(Location labeling records)
[Begin]

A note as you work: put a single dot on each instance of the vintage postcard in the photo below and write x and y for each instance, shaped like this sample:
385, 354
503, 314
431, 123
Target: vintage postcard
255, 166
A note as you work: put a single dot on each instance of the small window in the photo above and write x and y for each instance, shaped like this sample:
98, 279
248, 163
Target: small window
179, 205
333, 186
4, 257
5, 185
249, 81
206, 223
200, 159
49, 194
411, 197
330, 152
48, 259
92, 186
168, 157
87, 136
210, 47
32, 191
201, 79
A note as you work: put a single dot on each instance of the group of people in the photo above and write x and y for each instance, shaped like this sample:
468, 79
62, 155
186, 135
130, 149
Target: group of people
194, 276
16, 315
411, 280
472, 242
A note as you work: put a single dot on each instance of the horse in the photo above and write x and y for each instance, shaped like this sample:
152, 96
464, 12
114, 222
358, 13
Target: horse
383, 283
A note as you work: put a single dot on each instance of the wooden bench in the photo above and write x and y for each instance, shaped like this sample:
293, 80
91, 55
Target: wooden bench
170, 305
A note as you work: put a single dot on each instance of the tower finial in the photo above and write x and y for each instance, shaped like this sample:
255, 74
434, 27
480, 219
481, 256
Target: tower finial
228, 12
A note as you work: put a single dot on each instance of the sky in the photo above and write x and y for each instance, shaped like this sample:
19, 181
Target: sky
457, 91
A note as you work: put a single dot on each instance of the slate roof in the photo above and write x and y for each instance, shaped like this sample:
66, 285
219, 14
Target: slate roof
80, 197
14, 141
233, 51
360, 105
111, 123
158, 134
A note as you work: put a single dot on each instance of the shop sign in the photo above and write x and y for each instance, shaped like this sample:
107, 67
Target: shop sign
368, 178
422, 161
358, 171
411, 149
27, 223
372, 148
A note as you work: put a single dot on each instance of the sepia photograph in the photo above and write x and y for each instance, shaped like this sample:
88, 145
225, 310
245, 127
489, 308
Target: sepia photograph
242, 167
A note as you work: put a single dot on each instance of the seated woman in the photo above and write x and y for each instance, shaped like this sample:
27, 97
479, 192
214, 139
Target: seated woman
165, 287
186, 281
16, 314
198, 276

[End]
[Begin]

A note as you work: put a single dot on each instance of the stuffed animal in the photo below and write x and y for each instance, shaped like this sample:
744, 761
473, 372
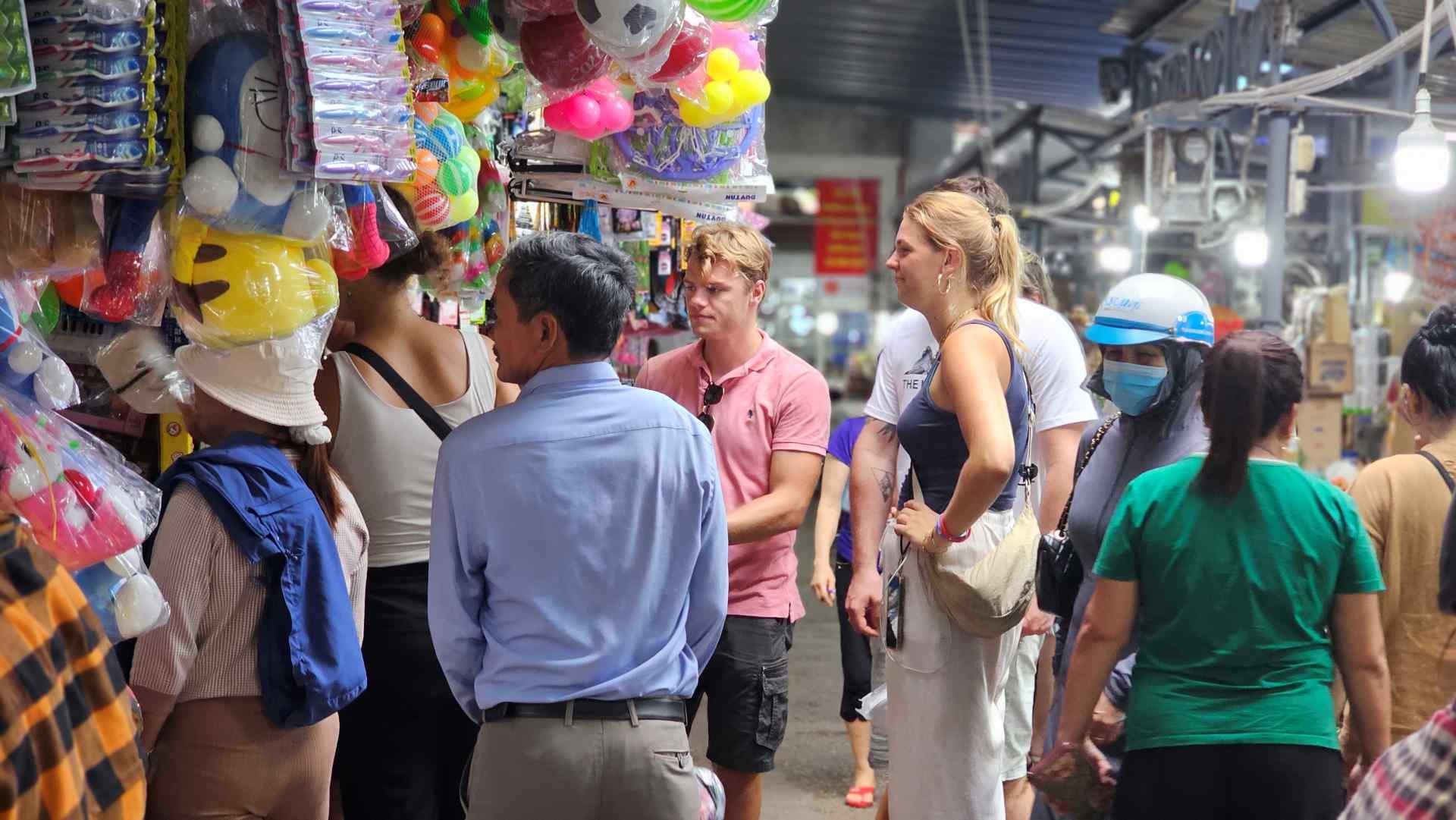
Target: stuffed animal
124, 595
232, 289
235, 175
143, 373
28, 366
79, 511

[End]
[Begin]

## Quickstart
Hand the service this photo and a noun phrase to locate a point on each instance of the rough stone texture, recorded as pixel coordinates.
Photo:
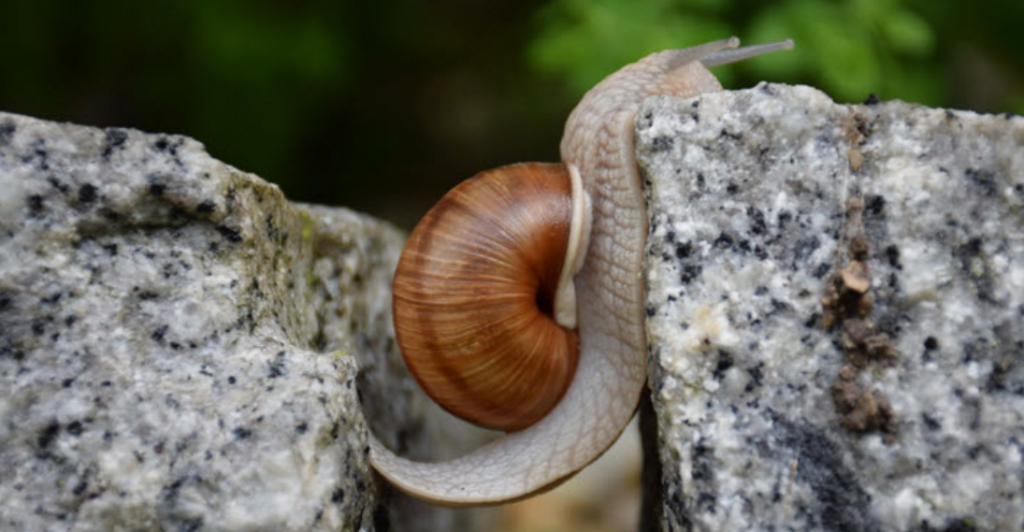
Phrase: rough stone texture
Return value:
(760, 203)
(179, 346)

[End]

Pick out every line of the location labeling entries above that contains the word "postcard", and copy each one in full.

RESPONSE BELOW |
A note as you work: put a single dot on each instance of the vintage postcard in the photo below and write x and y for each instance, shaped like this sample:
Target: vintage postcard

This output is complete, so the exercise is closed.